Given data:

····················

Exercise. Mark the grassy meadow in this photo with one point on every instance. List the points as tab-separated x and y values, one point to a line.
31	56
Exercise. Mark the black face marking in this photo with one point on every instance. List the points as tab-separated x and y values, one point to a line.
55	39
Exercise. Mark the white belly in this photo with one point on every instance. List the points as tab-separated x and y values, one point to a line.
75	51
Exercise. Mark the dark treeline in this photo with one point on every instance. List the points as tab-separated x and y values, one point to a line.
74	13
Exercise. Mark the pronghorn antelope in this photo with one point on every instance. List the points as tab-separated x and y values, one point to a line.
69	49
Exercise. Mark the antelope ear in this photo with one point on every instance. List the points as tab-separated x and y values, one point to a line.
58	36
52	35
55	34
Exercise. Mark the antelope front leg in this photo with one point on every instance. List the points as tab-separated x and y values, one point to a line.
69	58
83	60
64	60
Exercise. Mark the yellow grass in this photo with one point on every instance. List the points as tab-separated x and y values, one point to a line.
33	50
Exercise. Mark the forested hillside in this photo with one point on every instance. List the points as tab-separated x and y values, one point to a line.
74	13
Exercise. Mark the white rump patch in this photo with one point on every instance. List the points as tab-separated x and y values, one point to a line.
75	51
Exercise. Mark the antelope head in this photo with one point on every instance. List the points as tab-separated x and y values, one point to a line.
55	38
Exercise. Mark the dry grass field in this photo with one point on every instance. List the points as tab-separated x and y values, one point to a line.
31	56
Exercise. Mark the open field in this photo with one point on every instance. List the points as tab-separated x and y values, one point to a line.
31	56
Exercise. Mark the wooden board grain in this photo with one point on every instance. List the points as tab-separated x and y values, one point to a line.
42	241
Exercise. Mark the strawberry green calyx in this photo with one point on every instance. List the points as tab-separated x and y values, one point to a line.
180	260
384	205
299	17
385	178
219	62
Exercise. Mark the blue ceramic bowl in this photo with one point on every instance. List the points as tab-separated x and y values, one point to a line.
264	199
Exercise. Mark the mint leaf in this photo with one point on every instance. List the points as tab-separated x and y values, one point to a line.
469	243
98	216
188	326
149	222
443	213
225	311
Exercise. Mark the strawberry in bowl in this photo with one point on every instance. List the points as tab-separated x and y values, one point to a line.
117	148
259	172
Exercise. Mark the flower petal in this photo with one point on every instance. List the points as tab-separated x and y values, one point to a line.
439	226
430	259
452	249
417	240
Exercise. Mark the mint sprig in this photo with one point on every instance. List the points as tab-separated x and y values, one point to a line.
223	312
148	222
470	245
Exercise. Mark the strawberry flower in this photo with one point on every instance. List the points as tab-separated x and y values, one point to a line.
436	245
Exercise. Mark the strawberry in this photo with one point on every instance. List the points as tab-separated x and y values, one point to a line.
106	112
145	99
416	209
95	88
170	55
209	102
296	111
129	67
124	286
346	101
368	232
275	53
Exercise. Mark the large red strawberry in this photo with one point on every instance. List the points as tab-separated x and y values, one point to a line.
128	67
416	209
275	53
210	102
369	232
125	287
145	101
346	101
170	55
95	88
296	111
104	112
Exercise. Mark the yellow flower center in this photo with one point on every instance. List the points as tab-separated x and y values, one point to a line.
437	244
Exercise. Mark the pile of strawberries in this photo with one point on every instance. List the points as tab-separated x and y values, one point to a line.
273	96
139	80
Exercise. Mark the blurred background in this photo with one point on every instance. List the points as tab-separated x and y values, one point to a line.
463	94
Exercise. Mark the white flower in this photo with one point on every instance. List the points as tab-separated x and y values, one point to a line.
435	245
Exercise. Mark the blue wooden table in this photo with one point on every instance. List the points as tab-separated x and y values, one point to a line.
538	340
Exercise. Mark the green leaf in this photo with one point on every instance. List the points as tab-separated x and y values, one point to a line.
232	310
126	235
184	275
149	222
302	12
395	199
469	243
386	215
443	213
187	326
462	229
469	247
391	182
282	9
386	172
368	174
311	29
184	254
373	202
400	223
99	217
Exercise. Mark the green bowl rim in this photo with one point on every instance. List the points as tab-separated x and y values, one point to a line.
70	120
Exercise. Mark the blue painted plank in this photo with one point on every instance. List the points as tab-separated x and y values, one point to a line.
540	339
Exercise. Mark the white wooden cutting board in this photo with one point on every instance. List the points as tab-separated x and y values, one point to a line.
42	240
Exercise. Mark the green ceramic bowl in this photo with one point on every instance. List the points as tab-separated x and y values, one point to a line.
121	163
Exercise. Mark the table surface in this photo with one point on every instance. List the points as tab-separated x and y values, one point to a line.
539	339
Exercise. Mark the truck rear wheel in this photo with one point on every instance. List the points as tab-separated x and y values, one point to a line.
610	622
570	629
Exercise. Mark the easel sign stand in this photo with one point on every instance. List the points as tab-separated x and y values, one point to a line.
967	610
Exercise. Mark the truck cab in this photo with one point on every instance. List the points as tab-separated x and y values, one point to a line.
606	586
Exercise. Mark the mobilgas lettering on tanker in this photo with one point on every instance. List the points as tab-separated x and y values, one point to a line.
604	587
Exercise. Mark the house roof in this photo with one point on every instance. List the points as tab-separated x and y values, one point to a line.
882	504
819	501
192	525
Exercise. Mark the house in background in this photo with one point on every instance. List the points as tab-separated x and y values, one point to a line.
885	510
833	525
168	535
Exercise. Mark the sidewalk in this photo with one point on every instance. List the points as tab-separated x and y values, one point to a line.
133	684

····················

Directions: Every record above belongs in the answer, reproduced exactly.

Your response:
Exercise. Mark the grassy meadow in this photo with one point on every instance. List the points as tab-separated x and y values, one point to a line.
31	56
Exercise. Mark the black face marking in this photo with one point on every instance. List the points as tab-separated x and y values, one point to a line.
55	39
Exercise. Mark the white belly in this photo with one point on every instance. List the points as tab-separated x and y values, one point to a line.
75	51
Exercise. Mark the dark treeline in this photo with one point on every instance. List the points as tab-separated x and y values, one point to a line.
74	13
Exercise. Mark the pronghorn antelope in this photo with one point on every instance. List the points as tab-separated x and y values, one point to a line.
69	49
Exercise. Mark the antelope ear in this photo with one point on every instance. List the points as tab-separated x and y values, one point to a line.
58	36
52	35
55	34
Exercise. Mark the antelope front leg in this photo with one point on every instance. List the points as tab-separated x and y values, one point to a line.
69	58
83	60
64	60
Exercise. Mark the yellow grass in this photo with one point on every instance. List the points as tab-separated x and y values, one point to a line.
33	50
Exercise. Mark the forested hillside in this photo with one point on every instance. List the points as tab-separated x and y values, one point to a line.
74	13
Exercise. Mark the white rump patch in this photo with one point on every instance. List the points as tab-separated x and y values, one point to a line.
75	51
Exercise. Mark the antelope head in this photo with one point on every instance. List the points as tab-separated x and y values, one point to a line.
55	38
Exercise. Mark the dry grass field in this photo with one point on every instance. List the points as tab-separated x and y values, one point to a line.
31	56
Exercise. Mark the open field in this photo with one point on every instance. List the points as tab-separated x and y values, one point to a line.
31	56
Exercise. Mark the wooden board grain in this photo with one point on every instance. List the points as tab-separated x and y values, one point to a line.
42	241
Exercise. Mark the strawberry green calyx in this photo with one point on every instance. List the points as tab-separated x and y values, one point to a line.
180	260
384	205
299	17
385	178
219	62
Exercise. Mark the blue ceramic bowl in this photo with one point on every instance. List the points as tab-separated x and y values, one point to a line.
264	199
Exercise. Mark the mint leaf in this photo with one point on every instance. List the points as tab-separated x and y values, one point to a line.
469	243
98	216
188	326
149	222
443	213
225	311
Exercise. Mark the strawberry in bowl in this photo with one point on every instance. List the points as tab-separated x and y values, one point to a line.
117	148
259	172
Exercise. Mark the flower petal in this photo with one point on every instance. List the points as tab-separated x and y values, one point to a line.
439	226
430	259
452	249
417	240
Exercise. Mark the mint sprig in this photo with one point on every instance. List the points as tab-separated x and y values, one point to a line.
223	312
148	222
470	245
Exercise. Mark the strawberry flower in this photo with one point on every instance. List the points as tab-separated x and y values, one point to a line.
436	245
Exercise. Mark the strawberry in this photo with one point on every instance. List the points as tab-separated x and y values, one point to a line.
106	112
145	99
416	209
95	88
170	55
209	102
296	111
129	67
124	286
346	101
368	232
275	53
Exercise. Mark the large red strawberry in this photo with one point on every instance. List the points as tab-separated x and y values, one point to a line.
128	67
416	209
275	53
210	102
369	232
125	287
145	101
346	101
170	55
95	88
296	111
104	112
Exercise. Mark the yellow flower center in this photo with one point on every instance. List the points as tab-separated x and y values, one point to a line.
437	244
Exercise. Mark the pile of strawberries in this photo with one point on every instance. List the points as tab-separated x and y values, one point to a line.
273	96
139	80
Exercise. Mark the blurred background in this photo with one point on every instance. List the points as tab-separated x and y values, one point to a line.
463	94
Exercise. Mark the white flower in this photo with one point on every instance. List the points as tab-separated x and y values, one point to a line.
435	245
Exercise. Mark the blue wooden table in this photo with one point on every instance. List the points as tab-separated x and y values, one point to a line.
538	340
Exercise. Mark the green leaf in this photo with one point on every instance. List the points as tab-separated x and y values, one point to a line.
232	310
126	235
184	275
149	222
302	12
395	199
469	243
386	215
443	213
187	326
462	229
469	247
391	182
282	9
386	172
368	174
311	29
184	254
373	202
400	223
99	217
Exercise. Mark the green bowl rim in this photo with one point on every instance. List the points as tab-separated x and y values, one point to a line.
70	120
Exercise. Mark the blue painted plank in this photo with one point on every instance. List the points as tab-separated x and y values, one point to a line.
540	339
Exercise. Mark the white wooden cutting board in this photo with one point on every instance. List the points as tab-separated x and y values, one point to a line.
42	240
Exercise. Mark the green ceramic bowl in this photo with one point on every instance. List the points as tab-separated x and y values, one point to a line.
121	163
Exercise. Mark the table surface in this photo with one point on every instance. List the points as tab-separated x and y values, one point to a line.
539	339
Exercise. Mark the truck rear wheel in this photo with one point on every instance. List the points as tab-separated x and y values, one point to a line.
610	622
570	629
Exercise. Mark the easel sign stand in this photo with one point on every instance. List the points as tab-separated x and y values, one point to a line.
967	610
Exercise. Mark the truck cab in this photo with one point on every instance. List the points as tab-separated x and y values, one point to a line.
606	586
Exercise. Mark the mobilgas lettering on tanker in this photo with one point on every instance. List the points as tab-separated x and y values, one point to a line.
604	587
Exercise. Mark the house roof in this photo with one point on every instance. List the points as tab-separated x and y values, one point to a line.
882	504
819	501
192	525
Exercise. Mark the house in background in this photo with one point on every instance. List the points as tab-separated x and y values, one point to a line.
885	510
833	525
168	535
Exercise. Mark the sidewalk in this photo with one point on every instance. List the points as tab-separated x and y values, one point to a line.
133	684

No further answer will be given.